What is required.
Lines with the string "portrait" must each be copied from the listing.

Exercise input.
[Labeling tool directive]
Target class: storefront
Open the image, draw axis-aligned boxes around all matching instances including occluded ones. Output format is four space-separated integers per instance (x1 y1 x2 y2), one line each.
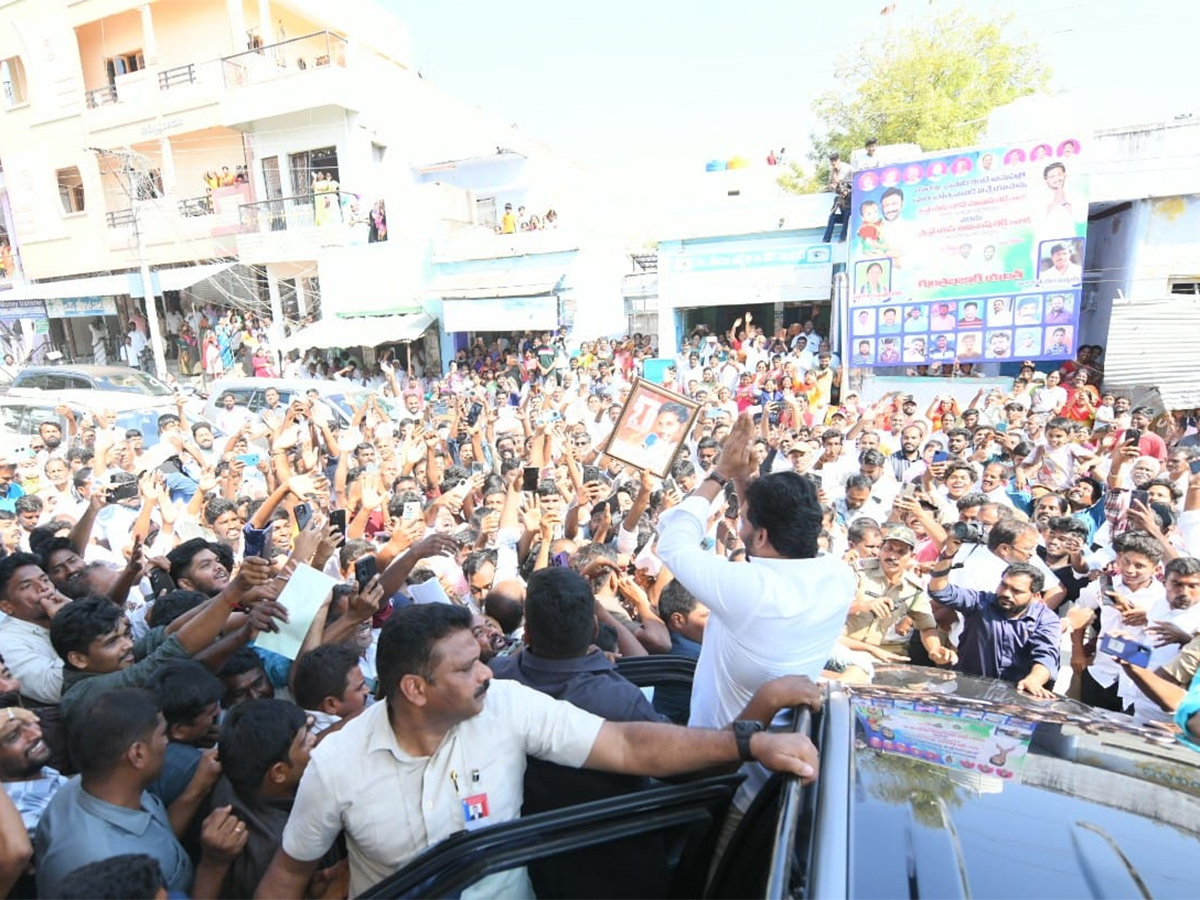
0 298 51 363
655 229 836 357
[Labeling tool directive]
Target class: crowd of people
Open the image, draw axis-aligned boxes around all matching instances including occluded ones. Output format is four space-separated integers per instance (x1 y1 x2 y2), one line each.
0 310 1196 898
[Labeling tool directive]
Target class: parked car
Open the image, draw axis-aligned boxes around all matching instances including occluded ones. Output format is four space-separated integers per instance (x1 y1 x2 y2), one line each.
0 390 192 444
364 664 1200 899
8 365 176 397
200 377 403 432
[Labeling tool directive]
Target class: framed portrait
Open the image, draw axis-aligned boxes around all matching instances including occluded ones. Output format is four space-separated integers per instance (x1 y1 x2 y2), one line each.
604 379 701 478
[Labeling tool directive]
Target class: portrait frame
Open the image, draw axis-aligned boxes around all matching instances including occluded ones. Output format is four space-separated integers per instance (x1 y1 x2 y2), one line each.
603 378 702 478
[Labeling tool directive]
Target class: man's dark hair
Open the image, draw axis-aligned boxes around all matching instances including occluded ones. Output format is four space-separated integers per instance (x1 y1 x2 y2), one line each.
1165 556 1200 579
524 568 595 659
59 854 165 900
147 660 225 732
1046 416 1072 433
1148 477 1183 503
987 518 1035 554
147 589 204 628
293 644 360 711
483 584 525 635
859 448 886 468
658 580 698 628
1113 530 1164 564
572 541 618 592
956 491 989 512
658 402 690 426
844 474 873 493
156 413 181 432
1043 161 1066 179
67 687 160 777
166 537 228 583
881 186 904 205
191 421 213 439
29 524 69 560
339 539 373 575
1001 562 1045 594
1037 493 1070 516
377 604 473 700
943 460 977 482
203 496 238 526
742 472 822 559
462 548 498 581
1131 405 1153 418
847 518 882 545
1047 516 1089 540
124 429 142 440
387 491 424 520
218 699 308 798
216 647 270 708
669 458 696 481
945 427 972 443
50 596 123 668
0 551 45 601
14 495 42 516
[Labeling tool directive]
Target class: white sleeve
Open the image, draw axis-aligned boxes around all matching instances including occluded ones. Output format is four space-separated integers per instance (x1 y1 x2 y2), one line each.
281 754 348 863
615 523 639 556
1179 510 1200 557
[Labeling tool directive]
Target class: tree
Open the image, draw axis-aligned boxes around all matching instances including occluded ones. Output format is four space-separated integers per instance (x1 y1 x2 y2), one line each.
779 6 1051 195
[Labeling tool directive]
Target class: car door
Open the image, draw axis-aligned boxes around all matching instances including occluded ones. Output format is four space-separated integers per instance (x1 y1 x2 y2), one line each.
360 774 742 900
38 373 69 391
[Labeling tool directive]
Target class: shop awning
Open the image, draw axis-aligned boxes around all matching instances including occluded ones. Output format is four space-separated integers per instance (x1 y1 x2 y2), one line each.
278 312 435 352
428 267 564 301
0 273 140 302
142 262 236 296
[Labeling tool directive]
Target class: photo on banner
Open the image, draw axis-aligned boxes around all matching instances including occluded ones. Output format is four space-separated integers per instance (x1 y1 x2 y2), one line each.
604 379 700 478
846 137 1089 366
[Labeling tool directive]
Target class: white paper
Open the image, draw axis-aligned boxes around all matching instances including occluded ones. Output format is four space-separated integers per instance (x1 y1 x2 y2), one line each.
409 579 453 606
253 563 339 660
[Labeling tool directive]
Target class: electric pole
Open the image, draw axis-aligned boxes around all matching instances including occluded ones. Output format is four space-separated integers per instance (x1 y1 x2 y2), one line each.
87 146 169 378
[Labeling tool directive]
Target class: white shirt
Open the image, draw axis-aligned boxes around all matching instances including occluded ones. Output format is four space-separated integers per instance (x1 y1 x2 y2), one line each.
1080 576 1165 689
0 618 61 705
282 680 603 898
1124 596 1200 722
656 496 855 730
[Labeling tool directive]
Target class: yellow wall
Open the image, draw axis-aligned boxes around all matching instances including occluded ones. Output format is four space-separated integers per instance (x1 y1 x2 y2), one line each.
74 9 142 93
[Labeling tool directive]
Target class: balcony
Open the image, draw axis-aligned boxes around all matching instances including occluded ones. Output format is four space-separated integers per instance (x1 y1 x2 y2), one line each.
219 31 359 128
81 60 223 140
100 188 247 261
236 190 359 264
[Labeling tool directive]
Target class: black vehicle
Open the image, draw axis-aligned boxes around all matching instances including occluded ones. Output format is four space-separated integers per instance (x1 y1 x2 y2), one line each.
365 664 1200 898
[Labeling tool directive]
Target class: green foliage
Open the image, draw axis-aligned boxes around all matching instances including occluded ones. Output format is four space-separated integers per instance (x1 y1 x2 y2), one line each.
775 160 822 196
782 6 1050 195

Solved exercise.
Target class: framed portrait
Target class: portrait frame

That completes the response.